- Requirement
Copy the lines below that contain "positive".

:::

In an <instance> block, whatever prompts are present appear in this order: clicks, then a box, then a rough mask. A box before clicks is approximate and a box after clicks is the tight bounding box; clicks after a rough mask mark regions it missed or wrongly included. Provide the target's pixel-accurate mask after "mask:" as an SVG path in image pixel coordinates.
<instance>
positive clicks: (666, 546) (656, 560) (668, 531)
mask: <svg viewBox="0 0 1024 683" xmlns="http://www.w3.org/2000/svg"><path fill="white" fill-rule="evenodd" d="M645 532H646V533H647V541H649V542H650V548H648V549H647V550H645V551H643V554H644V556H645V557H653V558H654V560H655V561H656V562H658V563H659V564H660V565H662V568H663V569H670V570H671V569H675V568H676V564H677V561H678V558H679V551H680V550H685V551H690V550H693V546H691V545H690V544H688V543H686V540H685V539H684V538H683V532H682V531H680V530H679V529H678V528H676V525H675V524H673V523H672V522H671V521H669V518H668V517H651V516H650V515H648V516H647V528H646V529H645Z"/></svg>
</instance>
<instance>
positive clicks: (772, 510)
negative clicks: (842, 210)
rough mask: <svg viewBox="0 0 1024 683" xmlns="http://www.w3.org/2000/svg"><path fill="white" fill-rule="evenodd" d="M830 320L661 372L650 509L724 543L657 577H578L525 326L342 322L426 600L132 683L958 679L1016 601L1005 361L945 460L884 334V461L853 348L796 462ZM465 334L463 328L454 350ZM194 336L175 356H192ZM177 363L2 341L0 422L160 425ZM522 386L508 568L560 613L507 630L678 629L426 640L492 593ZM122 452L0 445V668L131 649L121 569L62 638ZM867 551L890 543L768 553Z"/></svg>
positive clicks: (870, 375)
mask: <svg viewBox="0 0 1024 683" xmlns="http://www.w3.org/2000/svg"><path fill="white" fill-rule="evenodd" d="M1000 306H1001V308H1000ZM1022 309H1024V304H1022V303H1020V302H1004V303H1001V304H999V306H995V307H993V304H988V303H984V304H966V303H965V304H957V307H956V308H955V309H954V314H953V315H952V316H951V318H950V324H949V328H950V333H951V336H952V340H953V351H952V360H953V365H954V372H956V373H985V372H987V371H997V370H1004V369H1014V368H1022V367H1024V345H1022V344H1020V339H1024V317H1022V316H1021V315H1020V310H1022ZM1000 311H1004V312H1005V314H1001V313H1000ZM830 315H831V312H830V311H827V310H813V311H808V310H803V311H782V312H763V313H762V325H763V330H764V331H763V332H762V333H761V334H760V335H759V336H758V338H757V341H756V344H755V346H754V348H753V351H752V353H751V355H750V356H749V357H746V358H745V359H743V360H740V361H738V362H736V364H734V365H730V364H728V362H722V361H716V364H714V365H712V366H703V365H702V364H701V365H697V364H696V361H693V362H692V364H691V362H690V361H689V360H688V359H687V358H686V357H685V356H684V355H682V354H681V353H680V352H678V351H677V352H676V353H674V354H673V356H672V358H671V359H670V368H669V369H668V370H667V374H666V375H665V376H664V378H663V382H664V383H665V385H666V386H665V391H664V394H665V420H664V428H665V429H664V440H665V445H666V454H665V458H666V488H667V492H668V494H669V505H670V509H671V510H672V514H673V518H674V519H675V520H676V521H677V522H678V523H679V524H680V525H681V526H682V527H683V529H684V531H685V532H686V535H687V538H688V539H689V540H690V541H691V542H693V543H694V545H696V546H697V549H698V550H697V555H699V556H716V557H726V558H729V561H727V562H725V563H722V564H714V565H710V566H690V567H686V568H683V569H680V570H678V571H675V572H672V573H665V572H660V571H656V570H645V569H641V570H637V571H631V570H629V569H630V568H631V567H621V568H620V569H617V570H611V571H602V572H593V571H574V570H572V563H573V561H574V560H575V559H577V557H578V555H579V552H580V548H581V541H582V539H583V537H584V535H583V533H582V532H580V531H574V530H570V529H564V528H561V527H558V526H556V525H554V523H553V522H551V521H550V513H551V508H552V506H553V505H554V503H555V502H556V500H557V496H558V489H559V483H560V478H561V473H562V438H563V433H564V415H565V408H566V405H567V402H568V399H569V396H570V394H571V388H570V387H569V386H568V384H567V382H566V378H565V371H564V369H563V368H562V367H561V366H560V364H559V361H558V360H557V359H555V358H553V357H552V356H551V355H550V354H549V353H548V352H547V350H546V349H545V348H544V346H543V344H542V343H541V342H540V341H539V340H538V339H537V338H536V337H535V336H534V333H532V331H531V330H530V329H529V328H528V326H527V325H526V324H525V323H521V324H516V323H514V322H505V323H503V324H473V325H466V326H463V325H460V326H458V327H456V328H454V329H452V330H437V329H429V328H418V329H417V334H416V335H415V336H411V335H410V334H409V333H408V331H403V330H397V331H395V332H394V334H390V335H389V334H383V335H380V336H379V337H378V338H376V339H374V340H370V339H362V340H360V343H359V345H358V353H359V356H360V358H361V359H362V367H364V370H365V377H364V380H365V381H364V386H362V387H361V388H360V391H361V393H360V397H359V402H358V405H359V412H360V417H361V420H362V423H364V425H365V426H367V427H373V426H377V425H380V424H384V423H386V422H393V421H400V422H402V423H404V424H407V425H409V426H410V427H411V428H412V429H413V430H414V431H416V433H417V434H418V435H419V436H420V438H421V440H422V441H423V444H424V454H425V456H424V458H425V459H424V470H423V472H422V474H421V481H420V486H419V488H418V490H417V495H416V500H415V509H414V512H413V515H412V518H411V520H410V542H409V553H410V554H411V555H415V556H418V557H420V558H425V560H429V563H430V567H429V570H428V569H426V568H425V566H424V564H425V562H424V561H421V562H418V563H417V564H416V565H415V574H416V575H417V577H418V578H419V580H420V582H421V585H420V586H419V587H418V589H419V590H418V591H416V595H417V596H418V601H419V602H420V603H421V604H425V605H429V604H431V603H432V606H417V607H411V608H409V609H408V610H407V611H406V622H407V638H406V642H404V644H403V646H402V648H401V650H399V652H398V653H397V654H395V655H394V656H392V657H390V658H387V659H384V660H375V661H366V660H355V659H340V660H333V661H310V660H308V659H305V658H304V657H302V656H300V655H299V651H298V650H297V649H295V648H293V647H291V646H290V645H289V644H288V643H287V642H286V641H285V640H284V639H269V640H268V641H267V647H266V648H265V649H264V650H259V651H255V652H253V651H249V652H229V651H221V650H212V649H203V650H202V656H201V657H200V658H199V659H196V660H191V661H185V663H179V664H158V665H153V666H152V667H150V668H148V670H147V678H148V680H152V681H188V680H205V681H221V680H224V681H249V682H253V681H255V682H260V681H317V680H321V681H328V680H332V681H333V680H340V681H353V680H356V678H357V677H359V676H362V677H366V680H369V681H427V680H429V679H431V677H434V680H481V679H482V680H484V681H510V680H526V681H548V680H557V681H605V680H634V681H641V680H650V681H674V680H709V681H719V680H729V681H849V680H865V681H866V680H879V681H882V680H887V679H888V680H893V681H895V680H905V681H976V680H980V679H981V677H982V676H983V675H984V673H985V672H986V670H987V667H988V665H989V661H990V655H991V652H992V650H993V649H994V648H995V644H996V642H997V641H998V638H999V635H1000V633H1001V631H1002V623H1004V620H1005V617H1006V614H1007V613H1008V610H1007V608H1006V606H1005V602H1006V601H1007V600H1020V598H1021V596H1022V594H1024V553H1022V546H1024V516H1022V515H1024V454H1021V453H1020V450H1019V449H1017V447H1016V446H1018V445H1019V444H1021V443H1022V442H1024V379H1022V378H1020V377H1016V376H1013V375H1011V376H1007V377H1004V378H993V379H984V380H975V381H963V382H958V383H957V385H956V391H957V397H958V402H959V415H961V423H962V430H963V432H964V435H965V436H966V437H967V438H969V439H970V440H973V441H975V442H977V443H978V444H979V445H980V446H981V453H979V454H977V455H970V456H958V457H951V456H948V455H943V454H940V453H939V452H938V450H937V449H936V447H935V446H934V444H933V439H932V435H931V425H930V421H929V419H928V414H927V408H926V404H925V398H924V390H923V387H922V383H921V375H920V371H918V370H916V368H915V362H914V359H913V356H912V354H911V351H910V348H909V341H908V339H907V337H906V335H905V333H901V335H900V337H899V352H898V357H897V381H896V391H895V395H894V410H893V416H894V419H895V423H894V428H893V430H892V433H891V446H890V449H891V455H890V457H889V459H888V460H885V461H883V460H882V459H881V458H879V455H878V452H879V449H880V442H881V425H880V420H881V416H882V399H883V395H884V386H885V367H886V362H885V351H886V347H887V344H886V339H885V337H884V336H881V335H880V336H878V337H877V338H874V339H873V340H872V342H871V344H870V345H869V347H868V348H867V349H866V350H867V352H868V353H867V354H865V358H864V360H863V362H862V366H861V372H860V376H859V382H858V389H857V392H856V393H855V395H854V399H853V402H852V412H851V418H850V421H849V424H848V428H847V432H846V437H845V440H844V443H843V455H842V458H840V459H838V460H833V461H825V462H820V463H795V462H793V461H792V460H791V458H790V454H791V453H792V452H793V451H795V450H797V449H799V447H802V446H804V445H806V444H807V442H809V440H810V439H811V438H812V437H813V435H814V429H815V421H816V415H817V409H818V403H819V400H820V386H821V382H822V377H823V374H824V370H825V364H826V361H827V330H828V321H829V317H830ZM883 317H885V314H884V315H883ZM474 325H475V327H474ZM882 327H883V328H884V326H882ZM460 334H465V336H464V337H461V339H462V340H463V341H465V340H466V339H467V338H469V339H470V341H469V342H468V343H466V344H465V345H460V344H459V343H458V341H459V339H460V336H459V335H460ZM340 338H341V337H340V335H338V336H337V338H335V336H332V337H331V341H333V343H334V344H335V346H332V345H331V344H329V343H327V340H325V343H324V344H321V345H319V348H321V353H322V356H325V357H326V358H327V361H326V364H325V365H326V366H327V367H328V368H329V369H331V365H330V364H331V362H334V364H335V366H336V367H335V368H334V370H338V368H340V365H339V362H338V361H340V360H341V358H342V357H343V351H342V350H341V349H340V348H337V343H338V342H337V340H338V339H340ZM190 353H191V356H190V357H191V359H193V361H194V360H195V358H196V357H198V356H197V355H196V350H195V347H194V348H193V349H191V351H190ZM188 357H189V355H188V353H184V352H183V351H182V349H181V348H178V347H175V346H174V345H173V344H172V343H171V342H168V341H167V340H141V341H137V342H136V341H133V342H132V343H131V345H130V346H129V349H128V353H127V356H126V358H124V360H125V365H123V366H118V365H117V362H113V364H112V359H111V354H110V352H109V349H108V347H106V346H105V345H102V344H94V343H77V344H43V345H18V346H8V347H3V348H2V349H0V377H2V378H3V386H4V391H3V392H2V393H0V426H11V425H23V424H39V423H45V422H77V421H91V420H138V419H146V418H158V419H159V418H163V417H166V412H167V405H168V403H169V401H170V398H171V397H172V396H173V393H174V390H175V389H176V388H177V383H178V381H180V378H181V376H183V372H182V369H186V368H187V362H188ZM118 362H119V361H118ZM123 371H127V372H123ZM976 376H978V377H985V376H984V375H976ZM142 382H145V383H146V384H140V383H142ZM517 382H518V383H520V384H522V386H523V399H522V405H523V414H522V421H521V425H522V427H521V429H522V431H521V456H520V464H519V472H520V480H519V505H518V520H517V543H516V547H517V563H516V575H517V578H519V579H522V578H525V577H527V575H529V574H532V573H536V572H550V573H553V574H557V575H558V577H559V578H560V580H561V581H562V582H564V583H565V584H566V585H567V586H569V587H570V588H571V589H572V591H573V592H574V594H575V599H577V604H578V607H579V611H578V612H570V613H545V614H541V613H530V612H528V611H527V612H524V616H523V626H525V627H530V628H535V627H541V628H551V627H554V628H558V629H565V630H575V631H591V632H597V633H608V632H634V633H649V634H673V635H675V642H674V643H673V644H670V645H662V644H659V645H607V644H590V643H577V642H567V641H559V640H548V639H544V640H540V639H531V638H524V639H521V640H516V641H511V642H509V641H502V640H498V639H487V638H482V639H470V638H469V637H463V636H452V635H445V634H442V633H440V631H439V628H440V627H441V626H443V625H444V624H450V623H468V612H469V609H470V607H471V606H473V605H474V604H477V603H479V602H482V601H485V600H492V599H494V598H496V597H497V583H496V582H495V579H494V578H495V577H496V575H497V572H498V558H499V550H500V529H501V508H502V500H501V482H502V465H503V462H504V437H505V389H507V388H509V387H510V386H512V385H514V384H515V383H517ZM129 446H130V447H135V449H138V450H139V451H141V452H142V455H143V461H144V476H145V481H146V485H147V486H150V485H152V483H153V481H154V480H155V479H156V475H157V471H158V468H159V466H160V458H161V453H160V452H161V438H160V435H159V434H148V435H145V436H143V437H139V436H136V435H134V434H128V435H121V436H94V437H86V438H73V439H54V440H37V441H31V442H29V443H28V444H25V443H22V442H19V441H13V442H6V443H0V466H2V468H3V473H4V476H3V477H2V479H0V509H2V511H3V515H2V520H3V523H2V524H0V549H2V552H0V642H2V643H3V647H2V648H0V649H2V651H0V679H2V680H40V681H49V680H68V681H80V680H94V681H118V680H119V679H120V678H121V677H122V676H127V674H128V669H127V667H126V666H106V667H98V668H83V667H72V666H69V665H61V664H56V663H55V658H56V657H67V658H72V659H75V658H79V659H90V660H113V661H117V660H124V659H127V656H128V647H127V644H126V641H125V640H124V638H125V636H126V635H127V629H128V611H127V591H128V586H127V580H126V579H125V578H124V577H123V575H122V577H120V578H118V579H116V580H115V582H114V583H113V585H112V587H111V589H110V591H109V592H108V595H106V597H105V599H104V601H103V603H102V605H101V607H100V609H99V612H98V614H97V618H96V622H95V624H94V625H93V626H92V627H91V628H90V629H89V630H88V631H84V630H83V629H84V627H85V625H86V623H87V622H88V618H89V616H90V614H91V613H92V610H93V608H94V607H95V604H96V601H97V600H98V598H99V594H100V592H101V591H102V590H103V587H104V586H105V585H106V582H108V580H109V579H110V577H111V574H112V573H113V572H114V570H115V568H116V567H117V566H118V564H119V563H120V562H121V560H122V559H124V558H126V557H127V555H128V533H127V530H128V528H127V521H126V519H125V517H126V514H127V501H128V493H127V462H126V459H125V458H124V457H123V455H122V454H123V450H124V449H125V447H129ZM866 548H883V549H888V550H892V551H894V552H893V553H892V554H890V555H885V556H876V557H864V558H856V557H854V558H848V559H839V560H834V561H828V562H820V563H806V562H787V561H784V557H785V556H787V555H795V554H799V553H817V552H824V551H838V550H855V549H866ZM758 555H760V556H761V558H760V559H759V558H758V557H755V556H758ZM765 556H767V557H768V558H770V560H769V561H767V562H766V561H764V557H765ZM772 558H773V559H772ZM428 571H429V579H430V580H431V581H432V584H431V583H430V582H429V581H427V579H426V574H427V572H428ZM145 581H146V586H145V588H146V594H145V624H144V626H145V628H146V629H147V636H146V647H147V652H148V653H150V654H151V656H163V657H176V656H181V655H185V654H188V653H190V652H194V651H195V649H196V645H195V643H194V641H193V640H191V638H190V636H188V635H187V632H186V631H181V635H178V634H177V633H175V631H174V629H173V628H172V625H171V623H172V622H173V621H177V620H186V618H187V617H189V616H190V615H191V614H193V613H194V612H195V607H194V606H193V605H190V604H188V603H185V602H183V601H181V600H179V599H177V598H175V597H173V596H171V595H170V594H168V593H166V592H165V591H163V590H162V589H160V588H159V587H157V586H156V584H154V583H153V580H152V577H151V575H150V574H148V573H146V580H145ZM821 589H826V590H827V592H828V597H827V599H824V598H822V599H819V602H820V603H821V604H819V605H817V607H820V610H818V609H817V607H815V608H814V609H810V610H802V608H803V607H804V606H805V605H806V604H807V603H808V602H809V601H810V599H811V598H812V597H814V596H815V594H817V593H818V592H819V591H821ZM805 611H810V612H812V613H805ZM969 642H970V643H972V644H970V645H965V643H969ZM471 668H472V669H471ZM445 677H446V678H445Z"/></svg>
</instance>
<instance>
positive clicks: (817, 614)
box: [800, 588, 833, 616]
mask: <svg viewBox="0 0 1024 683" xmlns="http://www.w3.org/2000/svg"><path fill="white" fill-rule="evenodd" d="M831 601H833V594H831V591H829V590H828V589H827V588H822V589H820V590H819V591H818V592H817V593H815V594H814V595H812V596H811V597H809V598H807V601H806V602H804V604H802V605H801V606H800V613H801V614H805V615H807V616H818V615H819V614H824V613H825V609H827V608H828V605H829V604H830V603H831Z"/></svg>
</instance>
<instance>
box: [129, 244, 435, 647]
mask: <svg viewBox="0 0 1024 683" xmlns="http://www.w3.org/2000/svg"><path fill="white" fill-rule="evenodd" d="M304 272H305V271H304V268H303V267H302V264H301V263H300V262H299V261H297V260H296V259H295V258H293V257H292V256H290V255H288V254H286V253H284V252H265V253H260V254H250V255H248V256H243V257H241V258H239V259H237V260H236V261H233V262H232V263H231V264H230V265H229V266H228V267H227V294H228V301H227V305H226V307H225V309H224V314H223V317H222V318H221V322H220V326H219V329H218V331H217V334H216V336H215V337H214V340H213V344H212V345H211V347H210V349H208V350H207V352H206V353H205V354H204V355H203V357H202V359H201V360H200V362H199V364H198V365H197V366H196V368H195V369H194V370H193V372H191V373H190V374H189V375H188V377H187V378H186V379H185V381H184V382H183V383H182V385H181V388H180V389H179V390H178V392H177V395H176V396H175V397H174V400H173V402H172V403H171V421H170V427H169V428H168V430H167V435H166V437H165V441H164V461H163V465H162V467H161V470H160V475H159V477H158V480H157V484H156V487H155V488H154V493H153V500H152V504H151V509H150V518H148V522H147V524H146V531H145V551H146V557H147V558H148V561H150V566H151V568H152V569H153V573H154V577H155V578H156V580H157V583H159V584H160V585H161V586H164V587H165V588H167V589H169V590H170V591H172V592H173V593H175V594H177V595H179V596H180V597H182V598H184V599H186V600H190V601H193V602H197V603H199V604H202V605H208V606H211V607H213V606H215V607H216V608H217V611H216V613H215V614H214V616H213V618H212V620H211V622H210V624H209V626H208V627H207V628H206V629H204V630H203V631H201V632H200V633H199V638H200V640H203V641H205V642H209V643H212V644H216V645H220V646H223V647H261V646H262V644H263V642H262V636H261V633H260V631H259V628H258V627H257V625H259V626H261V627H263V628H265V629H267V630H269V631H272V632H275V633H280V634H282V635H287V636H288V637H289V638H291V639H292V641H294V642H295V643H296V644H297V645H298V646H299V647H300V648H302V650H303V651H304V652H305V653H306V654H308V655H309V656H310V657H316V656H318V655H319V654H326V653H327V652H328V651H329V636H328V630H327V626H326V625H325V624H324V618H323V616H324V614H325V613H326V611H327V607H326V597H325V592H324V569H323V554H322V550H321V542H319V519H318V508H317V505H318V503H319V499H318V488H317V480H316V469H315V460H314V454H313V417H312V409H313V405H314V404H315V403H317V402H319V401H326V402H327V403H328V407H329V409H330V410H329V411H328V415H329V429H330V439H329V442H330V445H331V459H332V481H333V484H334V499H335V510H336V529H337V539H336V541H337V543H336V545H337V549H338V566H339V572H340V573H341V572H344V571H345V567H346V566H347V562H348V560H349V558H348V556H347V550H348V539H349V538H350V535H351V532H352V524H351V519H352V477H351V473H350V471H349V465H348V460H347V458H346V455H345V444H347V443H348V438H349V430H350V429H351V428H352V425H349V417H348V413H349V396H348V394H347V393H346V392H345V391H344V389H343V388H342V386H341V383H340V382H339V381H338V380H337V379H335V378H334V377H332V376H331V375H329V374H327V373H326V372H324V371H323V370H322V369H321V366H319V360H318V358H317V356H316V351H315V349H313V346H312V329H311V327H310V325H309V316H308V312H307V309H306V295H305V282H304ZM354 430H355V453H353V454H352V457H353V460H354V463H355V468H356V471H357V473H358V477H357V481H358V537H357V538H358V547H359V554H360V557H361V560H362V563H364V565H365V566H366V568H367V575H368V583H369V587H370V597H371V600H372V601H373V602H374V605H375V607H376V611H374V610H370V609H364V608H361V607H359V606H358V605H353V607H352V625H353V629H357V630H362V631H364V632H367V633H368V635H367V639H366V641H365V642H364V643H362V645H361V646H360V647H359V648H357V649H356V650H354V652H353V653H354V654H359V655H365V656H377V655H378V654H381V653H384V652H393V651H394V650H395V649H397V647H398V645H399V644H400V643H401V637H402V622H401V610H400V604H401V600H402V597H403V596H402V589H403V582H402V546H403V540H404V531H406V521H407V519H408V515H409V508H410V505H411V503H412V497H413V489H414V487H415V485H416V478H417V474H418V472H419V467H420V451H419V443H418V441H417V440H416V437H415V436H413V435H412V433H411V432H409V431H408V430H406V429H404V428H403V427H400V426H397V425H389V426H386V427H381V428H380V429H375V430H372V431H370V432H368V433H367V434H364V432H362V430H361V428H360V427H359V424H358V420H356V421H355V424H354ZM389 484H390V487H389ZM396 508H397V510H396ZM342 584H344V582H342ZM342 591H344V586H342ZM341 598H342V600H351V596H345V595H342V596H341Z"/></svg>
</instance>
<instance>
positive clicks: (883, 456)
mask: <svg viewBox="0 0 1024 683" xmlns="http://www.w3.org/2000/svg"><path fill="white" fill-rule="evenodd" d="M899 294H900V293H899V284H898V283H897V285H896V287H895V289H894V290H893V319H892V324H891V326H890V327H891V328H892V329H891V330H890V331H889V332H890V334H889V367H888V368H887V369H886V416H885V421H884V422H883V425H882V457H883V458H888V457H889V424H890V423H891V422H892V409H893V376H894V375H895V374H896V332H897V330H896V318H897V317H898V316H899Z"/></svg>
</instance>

:::

- Solution for this exercise
positive clicks: (666, 546) (656, 560) (668, 531)
positive clicks: (772, 510)
positive clicks: (870, 375)
positive clicks: (817, 614)
positive clicks: (883, 456)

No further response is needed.